Extracted data START

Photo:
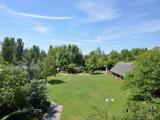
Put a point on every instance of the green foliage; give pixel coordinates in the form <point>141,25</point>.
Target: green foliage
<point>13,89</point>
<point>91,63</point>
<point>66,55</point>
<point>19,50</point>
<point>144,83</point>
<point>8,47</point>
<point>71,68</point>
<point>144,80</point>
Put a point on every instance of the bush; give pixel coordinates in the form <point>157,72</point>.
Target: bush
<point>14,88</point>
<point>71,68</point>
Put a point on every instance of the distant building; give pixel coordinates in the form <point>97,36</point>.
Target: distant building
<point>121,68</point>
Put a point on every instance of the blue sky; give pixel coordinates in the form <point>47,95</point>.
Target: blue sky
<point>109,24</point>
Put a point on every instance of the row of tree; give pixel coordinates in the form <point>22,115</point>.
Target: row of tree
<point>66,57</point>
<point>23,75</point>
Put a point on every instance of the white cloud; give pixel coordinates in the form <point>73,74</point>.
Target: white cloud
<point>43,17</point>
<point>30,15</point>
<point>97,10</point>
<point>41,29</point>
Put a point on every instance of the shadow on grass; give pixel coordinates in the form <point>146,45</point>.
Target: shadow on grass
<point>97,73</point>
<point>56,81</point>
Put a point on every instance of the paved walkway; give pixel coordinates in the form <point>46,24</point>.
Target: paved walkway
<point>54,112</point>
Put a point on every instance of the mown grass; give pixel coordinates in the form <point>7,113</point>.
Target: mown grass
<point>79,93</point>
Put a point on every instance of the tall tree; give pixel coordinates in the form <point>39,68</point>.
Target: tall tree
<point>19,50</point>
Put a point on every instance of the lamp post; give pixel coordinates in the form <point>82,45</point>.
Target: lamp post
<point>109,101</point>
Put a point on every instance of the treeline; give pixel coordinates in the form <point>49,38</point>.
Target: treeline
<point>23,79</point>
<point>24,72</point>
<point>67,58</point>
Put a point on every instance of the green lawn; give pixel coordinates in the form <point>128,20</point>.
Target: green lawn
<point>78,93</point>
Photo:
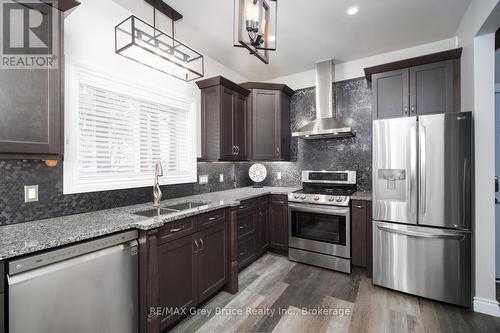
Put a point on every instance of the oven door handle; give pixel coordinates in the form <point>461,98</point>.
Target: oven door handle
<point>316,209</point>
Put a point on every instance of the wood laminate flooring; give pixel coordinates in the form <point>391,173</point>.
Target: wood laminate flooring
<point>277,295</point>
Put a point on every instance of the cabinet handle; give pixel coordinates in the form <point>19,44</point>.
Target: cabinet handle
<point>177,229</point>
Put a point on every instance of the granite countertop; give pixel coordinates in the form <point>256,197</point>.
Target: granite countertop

Extracted data END

Each of the entries above must be copied exactly, but the pictures stay out.

* Response below
Photo:
Put a point on every instance of the green foliage; give pixel coordinates in the form <point>141,25</point>.
Target: green foliage
<point>13,89</point>
<point>91,63</point>
<point>66,55</point>
<point>19,50</point>
<point>144,83</point>
<point>8,47</point>
<point>71,68</point>
<point>144,80</point>
Put a point on every instance of the bush; give pixel coordinates in the form <point>157,72</point>.
Target: bush
<point>14,88</point>
<point>71,68</point>
Put a point on every instance of the distant building; give pixel coordinates in the form <point>97,36</point>.
Target: distant building
<point>121,68</point>
Put a point on every instance of the blue sky; give pixel coordinates in the form <point>47,95</point>.
Target: blue sky
<point>109,24</point>
Put a point on every instance of the row of tree; give pixel coordinates in the form <point>22,115</point>.
Target: row of tree
<point>66,57</point>
<point>23,75</point>
Put a point on every instance of the white cloud; give pixel coordinates in the form <point>73,74</point>.
Target: white cloud
<point>43,17</point>
<point>30,15</point>
<point>97,10</point>
<point>41,29</point>
Put a point on every instance of the shadow on grass; give pixel coordinates in the form <point>146,45</point>.
Target: shadow on grass
<point>97,73</point>
<point>56,81</point>
Put a point on every instance of the paved walkway; give pixel coordinates in the form <point>46,24</point>.
Target: paved walkway
<point>54,112</point>
Put a point on every instance of the mown grass; give pixel coordinates in the form <point>7,113</point>.
Target: mown grass
<point>79,93</point>
Put a point on every instance of the tall tree; give pixel coordinates in the form <point>39,68</point>.
Target: tall tree
<point>19,50</point>
Put a point on every instance of the lamp post; give pixel coordinates in the form <point>82,45</point>.
Target: lamp post
<point>109,101</point>
Put a point on every instance of the treeline; give pixel coordinates in the form <point>49,38</point>.
Target: treeline
<point>23,79</point>
<point>24,72</point>
<point>67,58</point>
Put a point on every instance of the green lawn; give pixel coordinates in the form <point>128,20</point>.
Target: green lawn
<point>78,93</point>
Photo:
Put a point on every instance of the oven door handle; give pixel coordinates in the form <point>461,98</point>.
Target: oven door handle
<point>316,209</point>
Put a point on every instance of the wood laminate flooring; give pixel coordinates in the form <point>391,173</point>.
Target: wood laminate flooring
<point>277,295</point>
Put a point on every instance of the cabinet handle; give pixel coordinates in the form <point>19,44</point>.
Target: cabinet handle
<point>177,229</point>
Put a point on every instance of the granite countertop; give pixel coordinates in the form <point>256,197</point>.
Target: granite countertop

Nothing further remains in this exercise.